━━━━━ Source material

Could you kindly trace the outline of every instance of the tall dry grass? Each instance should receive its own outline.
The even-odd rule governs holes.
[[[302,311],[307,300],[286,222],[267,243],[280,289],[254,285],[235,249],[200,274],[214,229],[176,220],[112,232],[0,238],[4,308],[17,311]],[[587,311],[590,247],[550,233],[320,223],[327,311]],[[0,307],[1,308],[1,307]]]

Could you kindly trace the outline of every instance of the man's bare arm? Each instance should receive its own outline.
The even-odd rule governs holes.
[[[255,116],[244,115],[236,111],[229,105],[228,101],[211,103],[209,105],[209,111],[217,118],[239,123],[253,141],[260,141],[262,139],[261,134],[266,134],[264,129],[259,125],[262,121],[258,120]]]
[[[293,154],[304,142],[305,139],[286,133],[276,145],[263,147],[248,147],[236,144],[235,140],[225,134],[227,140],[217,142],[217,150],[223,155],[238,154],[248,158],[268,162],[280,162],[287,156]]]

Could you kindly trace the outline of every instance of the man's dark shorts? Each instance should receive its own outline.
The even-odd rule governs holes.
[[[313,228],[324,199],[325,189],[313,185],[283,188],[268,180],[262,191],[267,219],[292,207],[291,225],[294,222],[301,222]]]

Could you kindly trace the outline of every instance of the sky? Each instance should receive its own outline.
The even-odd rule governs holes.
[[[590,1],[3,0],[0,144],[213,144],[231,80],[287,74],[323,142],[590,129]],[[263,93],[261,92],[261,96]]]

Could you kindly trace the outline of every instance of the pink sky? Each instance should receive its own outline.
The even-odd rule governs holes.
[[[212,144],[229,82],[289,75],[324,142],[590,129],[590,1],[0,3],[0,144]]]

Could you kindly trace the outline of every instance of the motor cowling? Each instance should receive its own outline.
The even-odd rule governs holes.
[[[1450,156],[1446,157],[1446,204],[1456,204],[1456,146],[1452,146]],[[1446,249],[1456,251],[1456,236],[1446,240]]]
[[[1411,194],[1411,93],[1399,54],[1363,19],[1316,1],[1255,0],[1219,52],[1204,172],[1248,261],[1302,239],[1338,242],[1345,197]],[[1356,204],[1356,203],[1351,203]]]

━━━━━━━━━━

### Aim:
Every entry in the listing must be retyped exactly.

### Exercise result:
Could you kindly trace the outline of every instance of the tall dry grass? Each instance should receive its own outline.
The even-odd rule governs holes.
[[[302,311],[307,300],[286,222],[267,243],[280,289],[254,285],[235,249],[200,274],[214,229],[176,220],[112,232],[0,238],[4,308],[17,311]],[[587,311],[590,247],[550,233],[320,223],[327,311]],[[0,307],[1,308],[1,307]]]

Could you kindly trace the outline of every instance of the man's bare arm? Each instance should receive its own outline.
The even-odd rule governs holes.
[[[255,116],[244,115],[236,111],[229,105],[228,101],[211,103],[209,105],[209,111],[217,118],[239,123],[253,141],[260,141],[262,139],[261,134],[266,134],[264,129],[259,125],[262,121],[258,120]]]
[[[293,154],[304,142],[305,139],[286,133],[276,145],[263,147],[248,147],[236,144],[235,140],[225,134],[227,140],[217,142],[217,150],[223,155],[238,154],[248,158],[268,162],[280,162],[287,156]]]

Could you kindly trace the outline of every instance of the man's dark shorts? Each instance should receive its own outline.
The even-odd rule governs holes.
[[[313,228],[324,199],[325,189],[313,185],[283,188],[268,180],[262,191],[267,219],[292,207],[291,225],[294,222],[301,222]]]

Could you kindly trace the outline of every instance of the sky? Each instance should receive its own outline.
The even-odd rule governs holes.
[[[590,1],[3,0],[0,144],[213,144],[231,80],[287,74],[323,142],[590,129]],[[263,93],[261,92],[261,96]]]

Could you kindly trace the outline of every instance of the pink sky? Each instance should receive its own outline.
The even-odd rule governs holes.
[[[212,144],[229,82],[289,75],[324,142],[590,129],[590,1],[0,3],[0,144]]]

Could you kindly trace the outline of every instance of the motor cowling? Each instance should receive its own outline.
The even-odd rule governs holes.
[[[1450,156],[1446,157],[1446,204],[1456,204],[1456,146],[1452,146]],[[1446,249],[1456,251],[1456,236],[1446,240]]]
[[[1411,194],[1411,93],[1399,54],[1363,19],[1316,1],[1255,0],[1219,52],[1204,172],[1248,261],[1302,239],[1338,242],[1345,197]],[[1356,204],[1356,203],[1351,203]]]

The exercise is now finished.